▸ **Задание A**
Как в отрывке текста зовут бывшую учительницу?

▸ **Отрывок текста**

________________

С годами осознаешь: что там какие-то баяки детства, когда так непредсказуемо наше будущее. Боюсь вместо утреннего лугового тумана увидеть непробиваемую пелену смога, тревожно от того, что в лесах и парках все меньше птиц и даже «надоедливые» воробьи куда-то попрятались. Боюсь, что пророческой может стать сказка Корнея Чуковского, и жидконогая козявочка будет держать в страхе людей. Не пора ли энтузиастам-экологам, службе природоохраны и всем нам задуматься над пополнением биоресурсов и, как в пятидесятые годы китайцы, завозить птиц из других регионов?!

Кстати, от китайцев зависит судьба Иртыша. Там зарождается великая река, но, пройдя тысячи водопотребителей, она теряет силу и приходит к границам Омской области уже усталой и загрязненной. А несколько лет назад вообще появилась реальная угроза обмеления реки. Тогда наши казахские соседи планировали удлинить Карагандинский канал, намереваясь перебросить часть иртышской воды на пополнение умирающего Аральского моря. В советское время кремлевские «головоломы» тоже чудили с переброской сибирских рек.

Московский писатель Тихонов, с которым я познакомился в армии, писал, что до войны бывал в наших местах и имел удовольствие любоваться чистыми водами Иртыша. Сегодня все это безвозвратно потеряно.

Человек, вооруженный современной компьютерной техникой, способен управлять наследственностью, почти полностью подчинил себе природу, но бережно относиться к ней так и не научился.




МЕДНЫЙ КОЛОКОЛЬЧИК

Через много лет, в один из приездов в родные края, заглянул первым делом к своей бывшей учительнице. Как выяснилось в разговоре, Мария Петровна Белан читала мои газетные публикации и одобрительно относилась к моему творчеству. И все же она не переставала удивляться, что я стал журналистом, что много езжу по области, встречаюсь с известными людьми и не забываю малую родину.

Сидя на верандочке ее старенького домика, мы перебирали групповые фотографии, вспоминали школьную жизнь, бывших учеников, которых судьба разбросала по необъятной стране. В былые годы до семисот человек насчитывалось в нашей десятилетке. Из ближних деревень, словно ручейки к реке, стекались сюда за знаниями ребятишки. В ту встречу Мария Петровна пожаловалась: «Нынче-то в школе и сотни учеников не наберется: поразъехались люди из села – молодежи совсем мало. Бывшие двоечники в совхозе и остались, вот они нас и «кормят», – проиронизировала она. И ласково тронув меня за плечо, добавила: «А ты ведь тоже неважно учился и писал в тетрадках по диагонали. Ох, и намучилась я с тобой, пока выправила!»

Учился я, действительно, слабо, и она, подкартавливая букву «р» иногда властно указывала на меня: «Останешься после уроков!» И это было самое большое наказание для мальчишки. Как же, побросав сумки и портфели, все будут играть, а ты сиди и зубри. Тогда казалось, что она была слишком несправедлива ко мне.

Сколько помню, Мария Петровна носила один-единственный серый костюм, из рукава которого высовывался накрахмаленный белоснежный носовой платок. Когда она его доставала, к нашему удивлению, он выпархивал, словно голубь.

________________

Строки для отметки точек
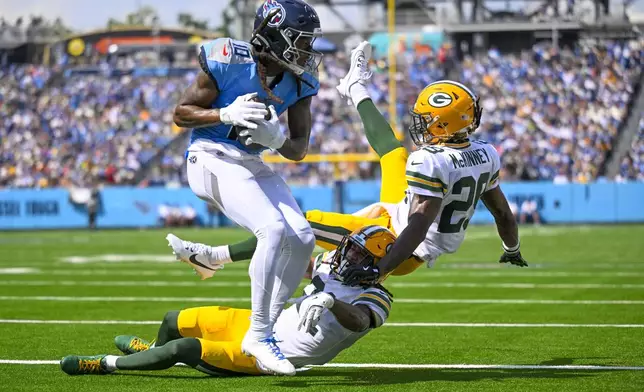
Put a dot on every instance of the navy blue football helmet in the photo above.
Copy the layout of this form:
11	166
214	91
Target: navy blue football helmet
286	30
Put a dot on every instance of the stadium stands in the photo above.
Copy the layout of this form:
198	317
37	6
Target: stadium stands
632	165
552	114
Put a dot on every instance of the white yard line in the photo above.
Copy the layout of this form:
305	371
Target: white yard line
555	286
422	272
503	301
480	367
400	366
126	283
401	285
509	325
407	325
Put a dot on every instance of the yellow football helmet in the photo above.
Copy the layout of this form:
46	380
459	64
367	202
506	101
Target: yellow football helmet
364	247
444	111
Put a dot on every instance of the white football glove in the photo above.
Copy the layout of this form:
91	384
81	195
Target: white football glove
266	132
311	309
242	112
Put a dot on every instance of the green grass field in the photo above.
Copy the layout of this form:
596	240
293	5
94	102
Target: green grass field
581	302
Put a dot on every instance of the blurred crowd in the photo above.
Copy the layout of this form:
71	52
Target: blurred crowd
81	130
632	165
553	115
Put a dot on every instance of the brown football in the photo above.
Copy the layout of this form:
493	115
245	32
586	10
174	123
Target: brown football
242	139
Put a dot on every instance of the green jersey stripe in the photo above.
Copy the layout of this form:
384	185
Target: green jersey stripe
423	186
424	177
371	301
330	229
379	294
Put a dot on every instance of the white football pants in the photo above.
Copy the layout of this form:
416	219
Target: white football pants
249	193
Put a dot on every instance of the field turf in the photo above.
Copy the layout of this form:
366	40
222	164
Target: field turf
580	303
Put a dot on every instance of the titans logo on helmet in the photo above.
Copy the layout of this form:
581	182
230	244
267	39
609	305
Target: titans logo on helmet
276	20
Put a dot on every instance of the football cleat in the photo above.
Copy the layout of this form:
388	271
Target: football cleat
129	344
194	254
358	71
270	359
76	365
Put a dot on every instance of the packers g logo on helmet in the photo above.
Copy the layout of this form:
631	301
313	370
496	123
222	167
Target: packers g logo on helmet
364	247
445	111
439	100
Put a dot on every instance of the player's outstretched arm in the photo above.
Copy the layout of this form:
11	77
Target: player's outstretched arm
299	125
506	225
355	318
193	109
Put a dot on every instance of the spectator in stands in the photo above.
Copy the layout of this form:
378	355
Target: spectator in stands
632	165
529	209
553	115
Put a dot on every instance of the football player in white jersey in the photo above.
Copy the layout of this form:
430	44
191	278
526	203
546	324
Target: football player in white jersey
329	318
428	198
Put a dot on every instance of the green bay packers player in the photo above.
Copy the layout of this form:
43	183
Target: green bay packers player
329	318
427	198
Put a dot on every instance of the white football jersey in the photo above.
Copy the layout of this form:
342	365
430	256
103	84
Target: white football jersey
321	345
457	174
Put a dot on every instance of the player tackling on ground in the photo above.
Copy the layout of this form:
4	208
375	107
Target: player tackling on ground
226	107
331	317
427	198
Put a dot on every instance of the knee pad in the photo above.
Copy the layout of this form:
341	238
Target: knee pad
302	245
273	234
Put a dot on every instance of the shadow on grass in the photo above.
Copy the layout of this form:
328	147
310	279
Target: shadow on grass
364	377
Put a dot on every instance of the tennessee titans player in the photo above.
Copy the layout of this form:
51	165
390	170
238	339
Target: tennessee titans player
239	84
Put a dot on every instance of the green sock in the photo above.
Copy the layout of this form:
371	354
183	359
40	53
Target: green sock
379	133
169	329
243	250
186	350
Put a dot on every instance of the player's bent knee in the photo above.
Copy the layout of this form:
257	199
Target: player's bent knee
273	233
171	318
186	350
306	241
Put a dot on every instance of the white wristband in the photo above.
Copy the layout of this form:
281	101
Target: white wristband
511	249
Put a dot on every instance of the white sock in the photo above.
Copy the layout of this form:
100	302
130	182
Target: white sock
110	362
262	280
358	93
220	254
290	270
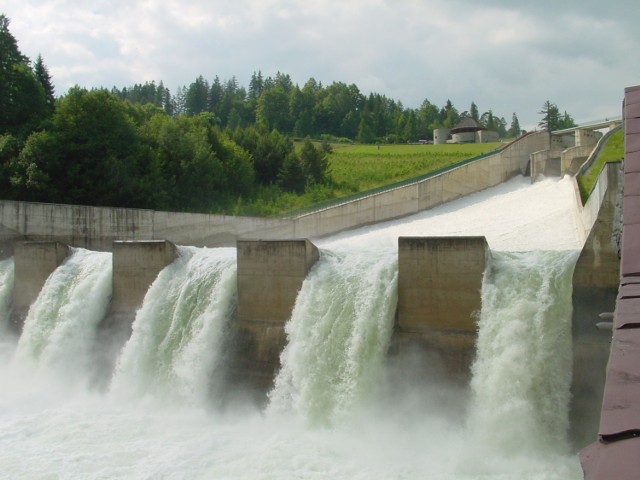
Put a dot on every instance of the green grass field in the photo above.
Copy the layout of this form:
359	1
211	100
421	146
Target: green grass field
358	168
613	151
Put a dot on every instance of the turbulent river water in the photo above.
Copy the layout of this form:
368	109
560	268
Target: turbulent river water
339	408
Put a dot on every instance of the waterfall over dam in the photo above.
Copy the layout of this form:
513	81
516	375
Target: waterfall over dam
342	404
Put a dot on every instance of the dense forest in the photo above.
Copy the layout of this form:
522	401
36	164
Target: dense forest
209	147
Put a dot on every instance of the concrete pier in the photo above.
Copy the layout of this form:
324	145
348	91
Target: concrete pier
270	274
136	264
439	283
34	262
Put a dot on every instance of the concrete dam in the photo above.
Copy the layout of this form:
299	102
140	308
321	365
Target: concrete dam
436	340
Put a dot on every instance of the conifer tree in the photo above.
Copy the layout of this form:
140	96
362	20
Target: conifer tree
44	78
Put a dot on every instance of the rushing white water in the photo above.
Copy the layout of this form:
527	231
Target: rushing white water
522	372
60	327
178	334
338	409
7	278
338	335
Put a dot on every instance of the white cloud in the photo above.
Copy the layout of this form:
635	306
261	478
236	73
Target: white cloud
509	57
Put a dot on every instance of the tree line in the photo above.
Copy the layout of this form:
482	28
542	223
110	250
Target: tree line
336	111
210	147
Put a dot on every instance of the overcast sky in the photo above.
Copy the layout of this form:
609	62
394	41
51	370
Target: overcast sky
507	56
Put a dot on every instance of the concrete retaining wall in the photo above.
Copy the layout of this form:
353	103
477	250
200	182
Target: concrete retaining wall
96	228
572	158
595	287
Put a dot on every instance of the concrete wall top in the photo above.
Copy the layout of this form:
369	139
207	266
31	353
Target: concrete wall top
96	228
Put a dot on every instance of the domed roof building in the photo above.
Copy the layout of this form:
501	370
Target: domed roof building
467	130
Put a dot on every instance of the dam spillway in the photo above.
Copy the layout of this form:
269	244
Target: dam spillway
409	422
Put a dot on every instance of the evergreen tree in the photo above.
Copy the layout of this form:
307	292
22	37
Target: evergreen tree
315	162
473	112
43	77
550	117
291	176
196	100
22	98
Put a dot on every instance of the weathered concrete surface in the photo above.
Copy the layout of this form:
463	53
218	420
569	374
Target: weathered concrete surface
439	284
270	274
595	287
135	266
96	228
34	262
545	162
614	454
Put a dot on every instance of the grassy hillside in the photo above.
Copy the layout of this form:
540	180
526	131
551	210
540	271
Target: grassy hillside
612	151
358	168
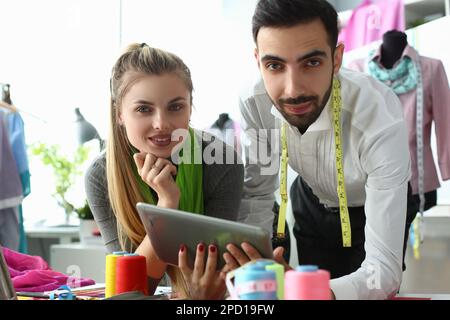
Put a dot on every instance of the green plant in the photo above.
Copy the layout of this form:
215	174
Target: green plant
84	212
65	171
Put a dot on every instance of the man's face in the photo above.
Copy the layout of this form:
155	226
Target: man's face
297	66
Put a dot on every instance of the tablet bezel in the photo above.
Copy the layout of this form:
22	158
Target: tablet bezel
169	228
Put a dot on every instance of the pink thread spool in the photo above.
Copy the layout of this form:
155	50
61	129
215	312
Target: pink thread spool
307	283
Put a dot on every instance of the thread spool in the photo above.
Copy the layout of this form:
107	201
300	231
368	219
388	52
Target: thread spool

________________

▸ **Задание B**
Умножьте на 1,8 координаты отмеченных точек в строках от той, что содержит «Put a dot on every instance of the man's», до последней из строк включительно и округлите до целых, половины вверх. Выпишите этот отрезок строк целиком, с полным текстом каждой строки, а числа в образцах формы оставьте без изменений.

▸ **Результат A**
Мария Петровна Белан.

▸ **Результат B**
Put a dot on every instance of the man's face in the photo above.
Copy the layout of this form:
155	226
Target: man's face
535	119
Put a dot on every instance of the tablet bezel in the photo above.
Copy the layout of this form:
22	158
Target: tablet bezel
304	410
Put a dot on every instance of the pink thread spool in the photo above.
Copy the layout of this form:
155	50
61	129
215	312
Target: pink thread spool
553	509
Put a dot on every instance of the thread spool in the photo above.
Copy the layout of this form:
107	201
300	231
368	219
388	52
Target: thread spool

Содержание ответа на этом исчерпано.